__PAGE EXTRACT__.
........

Studio album by Oval
- Released: 1994 1996
- Recorded: 1993–1994
- Genre: Glitch; ambient;
- Length: 59:05
- Label: Thrill Jockey THRILL032 Mille Plateaux MP 9

Oval chronology
| Wohnton (1993) | Systemisch (1994) | 94 Diskont (1995) |

= Systemisch =

Systemisch is the second album by the German glitch project Oval. It was released in 1994 by Mille Plateaux.

The album, like their previous vocal-focused album Wohnton, used deliberately damaged CDs as sample sources to combine an experimental glitch aesthetic with an accessible sensibility. From the point of Systemisch onward, Oval emphasized this source in their music, especially on the following album 94 Diskont (1995). In its development of the glitch aesthetic in electronic music, Systemisch influenced artists such as Autechre and Björk, the latter of which who sampled the track "Aero Deck" in the song "Unison" from her album Vespertine. The track "Textuell" was used in an Armani perfume commercial.

........

__PROMPT A__.
From the article on Systemisch, reproduce the passage that begins at the words "Systemisch is the" and stops after "Armani perfume commercial.".
__PROMPT B__.
For each statement below, say whether it agrees with the article on Systemisch, and quote the deciding words.
(i) Systemisch was released in 1994 by Mille Plateaux.
(ii) Oval's earlier album Wohnton was focused on vocals.
(iii) Björk sampled the track "Textuell" on her album Vespertine.
__PROMPT C__.
According to the article on Systemisch, which Björk song samples the track "Aero Deck"?

........

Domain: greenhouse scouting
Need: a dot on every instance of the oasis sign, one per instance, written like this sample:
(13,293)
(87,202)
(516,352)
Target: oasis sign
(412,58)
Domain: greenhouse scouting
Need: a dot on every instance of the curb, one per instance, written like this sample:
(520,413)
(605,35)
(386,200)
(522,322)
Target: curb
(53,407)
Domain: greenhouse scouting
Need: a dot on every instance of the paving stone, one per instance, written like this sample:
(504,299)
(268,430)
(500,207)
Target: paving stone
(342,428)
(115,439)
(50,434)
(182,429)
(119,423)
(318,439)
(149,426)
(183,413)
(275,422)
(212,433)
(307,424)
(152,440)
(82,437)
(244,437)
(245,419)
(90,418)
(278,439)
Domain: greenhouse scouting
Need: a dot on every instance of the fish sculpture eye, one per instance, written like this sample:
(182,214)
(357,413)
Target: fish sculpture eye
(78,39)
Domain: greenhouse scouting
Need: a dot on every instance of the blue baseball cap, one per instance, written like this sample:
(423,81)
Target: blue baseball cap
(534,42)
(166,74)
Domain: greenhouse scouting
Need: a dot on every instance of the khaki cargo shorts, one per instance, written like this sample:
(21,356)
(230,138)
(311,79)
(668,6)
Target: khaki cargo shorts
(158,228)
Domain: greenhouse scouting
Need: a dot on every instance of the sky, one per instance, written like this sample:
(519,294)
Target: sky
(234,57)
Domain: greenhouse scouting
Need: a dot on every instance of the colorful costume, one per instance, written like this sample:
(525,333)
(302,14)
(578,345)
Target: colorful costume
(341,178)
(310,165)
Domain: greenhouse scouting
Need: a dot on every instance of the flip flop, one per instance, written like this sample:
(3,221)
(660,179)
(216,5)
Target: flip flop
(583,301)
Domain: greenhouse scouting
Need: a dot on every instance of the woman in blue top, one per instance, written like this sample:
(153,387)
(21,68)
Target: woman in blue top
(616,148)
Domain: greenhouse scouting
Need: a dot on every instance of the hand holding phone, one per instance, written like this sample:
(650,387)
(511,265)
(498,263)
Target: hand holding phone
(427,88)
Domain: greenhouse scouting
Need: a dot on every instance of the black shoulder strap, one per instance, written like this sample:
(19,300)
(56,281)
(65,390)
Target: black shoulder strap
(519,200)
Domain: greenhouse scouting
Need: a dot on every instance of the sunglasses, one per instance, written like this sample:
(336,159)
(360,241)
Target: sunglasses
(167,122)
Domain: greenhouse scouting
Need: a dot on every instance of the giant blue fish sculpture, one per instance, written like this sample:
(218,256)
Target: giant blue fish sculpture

........

__FULL ANSWER A__.
Systemisch is the second album by the German glitch project Oval. It was released in 1994 by Mille Plateaux.

The album, like their previous vocal-focused album Wohnton, used deliberately damaged CDs as sample sources to combine an experimental glitch aesthetic with an accessible sensibility. From the point of Systemisch onward, Oval emphasized this source in their music, especially on the following album 94 Diskont (1995). In its development of the glitch aesthetic in electronic music, Systemisch influenced artists such as Autechre and Björk, the latter of which who sampled the track "Aero Deck" in the song "Unison" from her album Vespertine. The track "Textuell" was used in an Armani perfume commercial.

__FULL ANSWER B__.
(i) Yes: "It was released in 1994 by Mille Plateaux."
(ii) Yes: "their previous vocal-focused album Wohnton"
(iii) No: "sampled the track "Aero Deck" in the song "Unison" from her album Vespertine"

__FULL ANSWER C__.
"Unison," from her album Vespertine.